Search the records for the string "window" and report how many lines contain it, with nothing else.

** Opening EXCERPTED RECORDS block **

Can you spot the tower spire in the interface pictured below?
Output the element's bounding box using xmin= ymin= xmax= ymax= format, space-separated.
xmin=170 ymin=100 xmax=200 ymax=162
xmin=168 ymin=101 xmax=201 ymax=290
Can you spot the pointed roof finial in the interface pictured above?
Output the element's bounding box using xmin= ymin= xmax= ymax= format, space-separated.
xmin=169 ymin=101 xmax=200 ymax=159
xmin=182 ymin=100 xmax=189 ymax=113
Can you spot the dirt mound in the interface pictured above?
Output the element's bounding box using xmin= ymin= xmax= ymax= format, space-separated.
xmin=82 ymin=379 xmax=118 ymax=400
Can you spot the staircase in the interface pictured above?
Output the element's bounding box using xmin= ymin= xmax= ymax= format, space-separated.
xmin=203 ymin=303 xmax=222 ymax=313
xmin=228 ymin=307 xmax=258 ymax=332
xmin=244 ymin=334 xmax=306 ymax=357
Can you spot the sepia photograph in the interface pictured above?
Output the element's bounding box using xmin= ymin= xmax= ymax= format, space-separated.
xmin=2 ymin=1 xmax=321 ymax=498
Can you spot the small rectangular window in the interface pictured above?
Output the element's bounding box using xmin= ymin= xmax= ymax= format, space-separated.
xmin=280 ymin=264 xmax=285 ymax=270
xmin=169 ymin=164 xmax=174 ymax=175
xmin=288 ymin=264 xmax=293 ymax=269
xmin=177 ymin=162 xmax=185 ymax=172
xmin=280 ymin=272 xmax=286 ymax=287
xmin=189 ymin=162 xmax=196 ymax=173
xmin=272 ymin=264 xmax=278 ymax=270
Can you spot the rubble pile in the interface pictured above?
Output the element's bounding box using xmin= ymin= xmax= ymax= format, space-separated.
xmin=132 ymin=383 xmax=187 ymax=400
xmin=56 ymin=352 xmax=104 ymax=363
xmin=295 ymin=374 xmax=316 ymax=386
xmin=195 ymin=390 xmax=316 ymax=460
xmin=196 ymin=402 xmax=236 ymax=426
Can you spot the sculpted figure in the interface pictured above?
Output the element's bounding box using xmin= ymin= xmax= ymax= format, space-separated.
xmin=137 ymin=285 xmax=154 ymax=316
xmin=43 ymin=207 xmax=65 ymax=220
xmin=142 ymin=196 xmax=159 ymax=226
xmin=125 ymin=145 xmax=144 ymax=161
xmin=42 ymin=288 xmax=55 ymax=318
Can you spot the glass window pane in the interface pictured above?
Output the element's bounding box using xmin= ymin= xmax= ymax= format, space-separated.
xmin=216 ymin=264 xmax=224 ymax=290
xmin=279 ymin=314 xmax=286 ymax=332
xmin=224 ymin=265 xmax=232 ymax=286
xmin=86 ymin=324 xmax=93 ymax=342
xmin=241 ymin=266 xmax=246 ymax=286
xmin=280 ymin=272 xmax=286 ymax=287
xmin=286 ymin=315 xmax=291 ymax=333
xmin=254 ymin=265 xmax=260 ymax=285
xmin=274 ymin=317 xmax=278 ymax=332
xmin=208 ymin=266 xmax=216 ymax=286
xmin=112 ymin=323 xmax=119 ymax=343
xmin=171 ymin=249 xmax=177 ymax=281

** Closing EXCERPTED RECORDS block **

RESPONSE AREA:
2